* DATA FOR PROCESSING:
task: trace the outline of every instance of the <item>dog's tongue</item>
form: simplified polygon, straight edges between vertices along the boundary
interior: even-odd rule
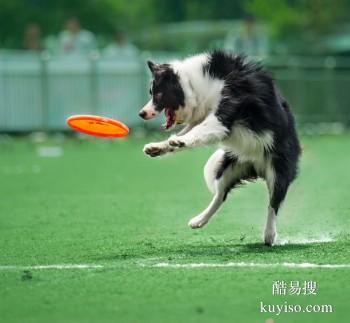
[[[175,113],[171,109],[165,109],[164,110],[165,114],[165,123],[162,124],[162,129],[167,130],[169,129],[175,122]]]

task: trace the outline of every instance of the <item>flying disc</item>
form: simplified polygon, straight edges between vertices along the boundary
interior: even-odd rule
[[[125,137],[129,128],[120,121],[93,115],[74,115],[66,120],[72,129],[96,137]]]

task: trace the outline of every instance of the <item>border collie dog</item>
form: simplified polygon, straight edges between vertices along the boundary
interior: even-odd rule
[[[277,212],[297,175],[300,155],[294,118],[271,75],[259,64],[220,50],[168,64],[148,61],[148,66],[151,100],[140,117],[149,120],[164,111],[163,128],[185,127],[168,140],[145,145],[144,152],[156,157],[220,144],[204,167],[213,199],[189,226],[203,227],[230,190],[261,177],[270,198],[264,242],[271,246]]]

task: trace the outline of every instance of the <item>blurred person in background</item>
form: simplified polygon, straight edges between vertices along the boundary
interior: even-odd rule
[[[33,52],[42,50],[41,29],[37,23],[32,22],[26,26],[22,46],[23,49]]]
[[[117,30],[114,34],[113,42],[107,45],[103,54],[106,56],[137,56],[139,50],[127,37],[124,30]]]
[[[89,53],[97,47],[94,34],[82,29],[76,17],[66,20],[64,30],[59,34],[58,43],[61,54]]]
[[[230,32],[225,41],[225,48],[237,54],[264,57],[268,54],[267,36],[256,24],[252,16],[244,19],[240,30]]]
--
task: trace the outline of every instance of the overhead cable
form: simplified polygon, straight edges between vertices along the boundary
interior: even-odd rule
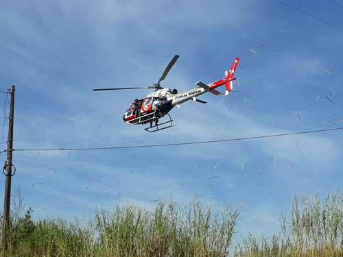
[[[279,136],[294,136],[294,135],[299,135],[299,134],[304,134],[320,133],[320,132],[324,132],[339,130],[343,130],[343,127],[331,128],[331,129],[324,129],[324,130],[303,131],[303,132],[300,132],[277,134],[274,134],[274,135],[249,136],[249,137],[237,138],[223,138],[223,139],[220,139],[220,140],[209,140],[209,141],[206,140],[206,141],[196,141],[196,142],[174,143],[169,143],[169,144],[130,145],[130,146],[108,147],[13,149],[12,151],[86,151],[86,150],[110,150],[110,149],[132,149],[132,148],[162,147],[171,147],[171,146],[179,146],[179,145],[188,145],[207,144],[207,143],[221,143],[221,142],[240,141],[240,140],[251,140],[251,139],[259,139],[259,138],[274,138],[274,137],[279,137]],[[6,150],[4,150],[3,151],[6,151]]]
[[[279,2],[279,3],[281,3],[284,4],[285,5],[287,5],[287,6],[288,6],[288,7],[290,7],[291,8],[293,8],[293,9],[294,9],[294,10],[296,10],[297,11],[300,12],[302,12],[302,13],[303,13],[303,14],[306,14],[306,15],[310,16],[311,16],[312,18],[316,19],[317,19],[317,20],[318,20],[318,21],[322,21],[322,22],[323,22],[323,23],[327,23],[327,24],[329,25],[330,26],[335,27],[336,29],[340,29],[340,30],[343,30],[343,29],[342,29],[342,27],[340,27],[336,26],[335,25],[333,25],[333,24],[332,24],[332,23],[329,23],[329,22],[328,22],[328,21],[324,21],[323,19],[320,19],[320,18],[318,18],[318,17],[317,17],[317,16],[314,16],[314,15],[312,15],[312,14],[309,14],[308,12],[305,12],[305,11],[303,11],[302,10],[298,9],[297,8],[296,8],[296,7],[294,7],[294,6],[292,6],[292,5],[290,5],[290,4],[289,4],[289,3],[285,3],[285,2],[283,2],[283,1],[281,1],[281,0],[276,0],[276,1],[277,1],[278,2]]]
---
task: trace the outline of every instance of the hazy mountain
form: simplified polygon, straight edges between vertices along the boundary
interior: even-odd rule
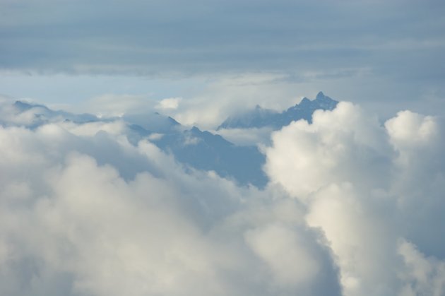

* GIVEN PROBLEM:
Pick out every line in the entries above that contains the word "item", and copy each one in full.

* ANSWER TO THIS TASK:
task: trace the outline of every instance of the <item>dog's tongue</item>
task: trace the outline of every instance of the <item>flying disc</item>
task: trace the outline of every instance of the <item>border collie dog</item>
task: trace the outline of every instance of the <item>blurred person in background</item>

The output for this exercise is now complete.